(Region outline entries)

..............................

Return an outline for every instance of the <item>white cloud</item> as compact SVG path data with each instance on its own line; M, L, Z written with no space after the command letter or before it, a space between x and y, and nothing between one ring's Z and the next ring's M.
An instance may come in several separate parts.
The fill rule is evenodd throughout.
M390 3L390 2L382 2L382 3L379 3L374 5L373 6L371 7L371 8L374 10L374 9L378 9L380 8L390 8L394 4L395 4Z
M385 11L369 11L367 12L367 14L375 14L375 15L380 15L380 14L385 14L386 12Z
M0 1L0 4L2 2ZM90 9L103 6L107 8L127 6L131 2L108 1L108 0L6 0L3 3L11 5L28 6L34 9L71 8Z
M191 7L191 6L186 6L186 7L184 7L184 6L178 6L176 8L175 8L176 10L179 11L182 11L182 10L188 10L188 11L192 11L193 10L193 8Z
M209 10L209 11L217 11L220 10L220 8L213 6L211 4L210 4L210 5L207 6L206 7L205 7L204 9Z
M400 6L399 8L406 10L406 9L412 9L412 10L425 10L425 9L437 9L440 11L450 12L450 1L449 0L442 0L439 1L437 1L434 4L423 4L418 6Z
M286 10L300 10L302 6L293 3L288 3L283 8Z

..............................

Written request ▸
Update the records above by putting "nonzero" wherever "evenodd" appears, and keep everything else the same.

Result of the exercise ▸
Return an outline for every instance of the <item>white cloud</item> as compact SVG path data with each instance on its own line; M, L, Z written with no space after the command letter or before it, a space between x and y, and nothing between one ring's Z and the next ring's M.
An instance may come in several separate parts.
The fill rule is nonzero throughout.
M390 3L390 2L382 2L382 3L379 3L374 5L373 6L371 7L371 8L374 10L374 9L378 9L380 8L390 8L394 4L395 4Z
M385 11L369 11L367 12L367 14L375 14L375 15L380 15L380 14L385 14L386 12Z
M0 1L0 4L2 2ZM90 9L103 6L107 8L127 6L131 2L108 1L108 0L6 0L3 3L11 5L28 6L34 9L71 8Z
M191 7L191 6L186 6L186 7L184 7L184 6L178 6L176 8L175 8L176 10L179 11L182 11L182 10L188 10L188 11L192 11L193 10L193 8Z
M209 10L209 11L217 11L220 10L220 8L213 6L211 4L210 4L210 5L207 6L206 7L205 7L204 9Z
M400 6L399 8L406 10L406 9L412 9L412 10L425 10L425 9L437 9L440 11L450 12L450 1L449 0L442 0L439 1L437 1L434 4L423 4L418 6Z
M286 10L300 10L302 6L293 3L288 3L283 8Z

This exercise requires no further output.